- Отрывок
********

2. Слой предметно-представимого – слой образной реконструкции.
3. Слой предметно-непредставимого – слой художественного значения [32].
Произведение искусства характерно взаимодействием и единством   всех трех слоев. Однако их непосредственное слияние привело бы к гибели художественного произведения как такового.  Созерцая
картину, мы видим одновременно и плоскую поверхность с нанесенными на нее мазками и трехмерное пространство, в котором явлены изображаемые художником предметы, люди, ситуации; при слушании музыки в нас запечатлевается и последовательность звучаний,  и человечески осмысленное интонирование. Нетрудно убедиться, что подобные слои присутствуют и в других искусствах. Теперь представим себе слияние реальности изображающей с реальностью изображаемой. (По отношению к литературе это вообще «непредставимо»). Вместо скульптуры нам пришлось бы лицезреть человека из плоти и крови, картина оказалась бы проемом в стене, а музыка – немощным звукоподражанием. Исчез бы в этом случае и третий слой, возникающий как результат взаимодействия первых двух; только соотнося то, «посредством чего» сказано, с тем, что сказано, мы постигаем художественный смысл произведения.

********

- Исходные данные
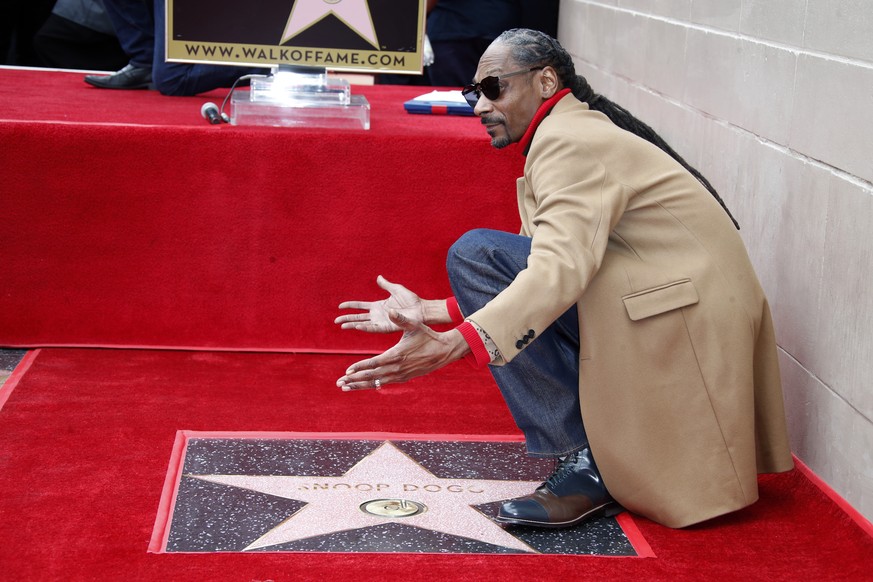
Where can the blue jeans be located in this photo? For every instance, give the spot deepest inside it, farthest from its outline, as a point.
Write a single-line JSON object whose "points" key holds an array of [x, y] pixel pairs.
{"points": [[139, 25], [541, 384]]}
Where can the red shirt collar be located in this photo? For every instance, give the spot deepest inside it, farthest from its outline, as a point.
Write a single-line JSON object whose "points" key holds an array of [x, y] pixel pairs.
{"points": [[542, 112]]}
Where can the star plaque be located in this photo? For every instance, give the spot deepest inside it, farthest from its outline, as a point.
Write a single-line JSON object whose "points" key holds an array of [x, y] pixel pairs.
{"points": [[333, 493]]}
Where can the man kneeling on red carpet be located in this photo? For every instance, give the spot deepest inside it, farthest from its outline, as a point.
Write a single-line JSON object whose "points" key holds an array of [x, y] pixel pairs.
{"points": [[624, 323]]}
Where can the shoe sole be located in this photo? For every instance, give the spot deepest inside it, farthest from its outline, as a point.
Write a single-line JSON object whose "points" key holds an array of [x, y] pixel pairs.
{"points": [[606, 510]]}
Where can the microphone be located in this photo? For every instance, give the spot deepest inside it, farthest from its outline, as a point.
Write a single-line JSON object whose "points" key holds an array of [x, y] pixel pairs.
{"points": [[209, 112]]}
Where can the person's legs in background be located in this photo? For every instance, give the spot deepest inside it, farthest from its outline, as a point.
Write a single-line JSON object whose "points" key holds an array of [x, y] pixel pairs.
{"points": [[134, 24], [189, 79]]}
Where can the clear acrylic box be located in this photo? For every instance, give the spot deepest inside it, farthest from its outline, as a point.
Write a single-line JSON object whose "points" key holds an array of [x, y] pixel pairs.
{"points": [[291, 99]]}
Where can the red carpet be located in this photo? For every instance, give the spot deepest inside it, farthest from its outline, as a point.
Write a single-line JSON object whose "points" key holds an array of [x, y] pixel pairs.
{"points": [[85, 438], [129, 221]]}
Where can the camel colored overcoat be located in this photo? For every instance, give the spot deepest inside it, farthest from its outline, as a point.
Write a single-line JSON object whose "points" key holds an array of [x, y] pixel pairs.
{"points": [[679, 379]]}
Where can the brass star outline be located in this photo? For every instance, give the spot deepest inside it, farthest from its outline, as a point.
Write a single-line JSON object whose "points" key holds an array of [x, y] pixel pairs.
{"points": [[354, 13], [333, 503]]}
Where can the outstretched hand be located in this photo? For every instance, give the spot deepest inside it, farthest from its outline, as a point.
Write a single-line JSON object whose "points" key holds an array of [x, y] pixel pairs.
{"points": [[375, 318], [420, 351]]}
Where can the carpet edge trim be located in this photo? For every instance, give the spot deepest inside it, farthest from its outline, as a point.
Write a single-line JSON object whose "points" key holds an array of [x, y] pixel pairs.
{"points": [[167, 502], [838, 499], [16, 375]]}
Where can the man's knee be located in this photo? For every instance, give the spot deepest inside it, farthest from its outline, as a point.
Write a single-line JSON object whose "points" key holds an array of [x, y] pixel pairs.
{"points": [[472, 245]]}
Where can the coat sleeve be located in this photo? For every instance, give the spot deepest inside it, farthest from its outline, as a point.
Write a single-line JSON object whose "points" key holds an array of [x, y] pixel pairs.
{"points": [[576, 204]]}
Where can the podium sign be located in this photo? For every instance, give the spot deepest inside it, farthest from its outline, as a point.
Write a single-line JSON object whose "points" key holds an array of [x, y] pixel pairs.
{"points": [[371, 36]]}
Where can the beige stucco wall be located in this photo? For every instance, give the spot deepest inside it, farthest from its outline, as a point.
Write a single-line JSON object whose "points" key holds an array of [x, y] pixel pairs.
{"points": [[773, 101]]}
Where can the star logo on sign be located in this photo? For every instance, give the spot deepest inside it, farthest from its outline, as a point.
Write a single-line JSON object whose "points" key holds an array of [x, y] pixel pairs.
{"points": [[354, 13], [337, 504]]}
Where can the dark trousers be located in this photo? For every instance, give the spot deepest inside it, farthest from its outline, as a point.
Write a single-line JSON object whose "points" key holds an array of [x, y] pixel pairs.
{"points": [[140, 28], [64, 44]]}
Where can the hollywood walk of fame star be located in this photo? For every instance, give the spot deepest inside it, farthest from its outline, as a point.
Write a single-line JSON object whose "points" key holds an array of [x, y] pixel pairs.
{"points": [[354, 13], [334, 503]]}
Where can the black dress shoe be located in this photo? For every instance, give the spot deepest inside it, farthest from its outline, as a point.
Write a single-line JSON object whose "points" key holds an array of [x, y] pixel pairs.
{"points": [[574, 493], [129, 77]]}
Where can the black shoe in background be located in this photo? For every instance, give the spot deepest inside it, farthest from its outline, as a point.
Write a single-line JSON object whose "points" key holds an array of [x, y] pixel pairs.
{"points": [[129, 77]]}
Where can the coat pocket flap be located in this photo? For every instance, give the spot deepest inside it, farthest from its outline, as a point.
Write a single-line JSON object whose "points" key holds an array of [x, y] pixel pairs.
{"points": [[643, 304]]}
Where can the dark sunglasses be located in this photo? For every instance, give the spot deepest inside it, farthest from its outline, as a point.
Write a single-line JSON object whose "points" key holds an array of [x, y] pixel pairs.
{"points": [[489, 86]]}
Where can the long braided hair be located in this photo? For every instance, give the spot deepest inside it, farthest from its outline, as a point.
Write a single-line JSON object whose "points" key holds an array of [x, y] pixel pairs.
{"points": [[534, 48]]}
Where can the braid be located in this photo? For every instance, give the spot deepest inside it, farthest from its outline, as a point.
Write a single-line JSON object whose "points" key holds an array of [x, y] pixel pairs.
{"points": [[531, 47]]}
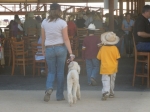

********

- Условие задания
Продолжите отрывок о трех слоях произведения искусства, начав сразу после его последнего предложения.

- Результат
     Не следует думать, что первый слой структуры равнозначен материальному образованию, являющемуся объектом – «носителем» художественного произведения. В сознании, разумеется, представлен не сам объект, а его образ. Говоря о взаимодействии слоев структуры, мы имеем в виду, что все  три слоя есть опосредованное целостностью произведения отражение объективной реальности  в сознании воспринимающего субъекта. Правда, каждому слою соответствует свой порядок, «масштаб» явлений и, следовательно, свой  «уровень» опыта.

         III. Структура художественного произведения двумерна, она  развивается во времени и вместе с тем – в каждом моменте ( каждом сечении) – предстает как нечто синтетически-сложное, как результат взаимопроникновения и интеграции элементов предшествующего процесса. Целостность произведения искусства обусловлена единством отдельных фаз развивающейся целостности. Диалектическое сочетание становления и «кристаллизации», лабильности и устойчивости придает художественному произведению черты живого. Подобно любому организму произведение искусства живет лишь до тех пор, пока в него ( и «через» него) поступают все новые и новые частицы, то есть в нашем случае «кванты» субъективного опыта. Попадая в художественный организм, они претерпевают глубокие преобразования, приобретая строение, свойственное элементам художественной структуры.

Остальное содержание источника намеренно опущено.